◆ **Records shown**
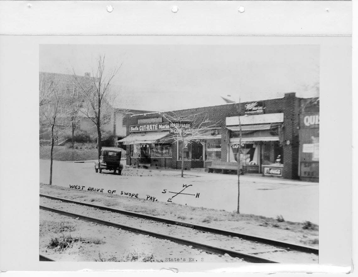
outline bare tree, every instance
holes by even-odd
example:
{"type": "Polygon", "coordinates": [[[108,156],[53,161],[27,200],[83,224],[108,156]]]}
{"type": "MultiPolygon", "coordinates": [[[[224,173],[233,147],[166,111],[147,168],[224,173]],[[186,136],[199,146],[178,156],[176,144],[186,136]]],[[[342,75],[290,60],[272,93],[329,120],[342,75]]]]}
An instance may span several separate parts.
{"type": "MultiPolygon", "coordinates": [[[[211,135],[217,126],[200,114],[184,115],[174,112],[159,113],[169,123],[171,135],[159,140],[161,143],[181,142],[182,177],[184,177],[184,149],[191,143],[202,143],[204,136],[211,135]]],[[[179,144],[179,143],[178,144],[179,144]]],[[[204,158],[205,158],[205,157],[204,158]]]]}
{"type": "Polygon", "coordinates": [[[68,127],[68,110],[64,105],[63,87],[56,80],[40,79],[40,124],[51,136],[49,184],[52,184],[52,164],[55,142],[68,127]]]}
{"type": "Polygon", "coordinates": [[[105,56],[100,56],[97,68],[92,70],[92,77],[79,78],[73,70],[75,82],[83,101],[79,111],[95,124],[97,129],[98,159],[102,148],[101,127],[111,122],[114,112],[111,104],[115,96],[110,93],[112,80],[121,68],[115,67],[107,72],[105,67],[105,56]]]}
{"type": "Polygon", "coordinates": [[[238,114],[239,117],[239,145],[236,154],[236,160],[237,161],[237,212],[240,213],[240,175],[242,170],[241,166],[241,140],[242,138],[242,129],[241,128],[241,123],[240,120],[240,109],[241,108],[241,97],[239,99],[239,105],[237,106],[238,114]]]}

◆ **Exercise**
Give the lines of the items above as a JSON list of strings, one string per line, and skip blank lines. Leave the pictures out.

◆ **Solution for this problem**
[
  "outline bare tree, every instance",
  "holes by even-odd",
  "example:",
  "{\"type\": \"Polygon\", \"coordinates\": [[[108,156],[53,161],[27,200],[83,224],[108,156]]]}",
  "{\"type\": \"MultiPolygon\", \"coordinates\": [[[[224,173],[233,147],[166,111],[147,168],[224,173]],[[186,136],[199,146],[178,156],[176,144],[186,136]]],[[[342,75],[290,60],[272,93],[329,120],[342,75]]]]}",
  "An instance may span several separate parts.",
  "{\"type\": \"MultiPolygon\", \"coordinates\": [[[[211,135],[217,126],[200,114],[184,115],[174,112],[159,113],[169,123],[171,135],[159,140],[161,143],[181,142],[182,177],[184,177],[184,149],[191,143],[202,143],[204,136],[211,135]]],[[[179,144],[179,143],[178,144],[179,144]]],[[[204,158],[205,158],[205,157],[204,158]]]]}",
  "{\"type\": \"Polygon\", \"coordinates\": [[[68,127],[68,110],[64,105],[63,87],[56,80],[40,79],[40,124],[51,136],[49,184],[52,184],[52,164],[55,142],[68,127]]]}",
  "{\"type\": \"Polygon\", \"coordinates\": [[[105,56],[100,56],[97,68],[92,70],[92,77],[79,78],[73,70],[75,82],[83,101],[79,111],[95,124],[97,129],[98,159],[102,148],[101,127],[111,122],[114,112],[111,104],[115,96],[110,93],[112,80],[121,68],[115,67],[107,72],[105,67],[105,56]]]}",
  "{\"type\": \"Polygon\", \"coordinates\": [[[238,114],[239,117],[239,145],[236,154],[236,160],[237,161],[237,212],[240,213],[240,175],[242,170],[241,166],[241,140],[242,138],[242,129],[241,128],[241,123],[240,120],[240,109],[241,108],[241,97],[239,99],[239,105],[237,106],[238,114]]]}"
]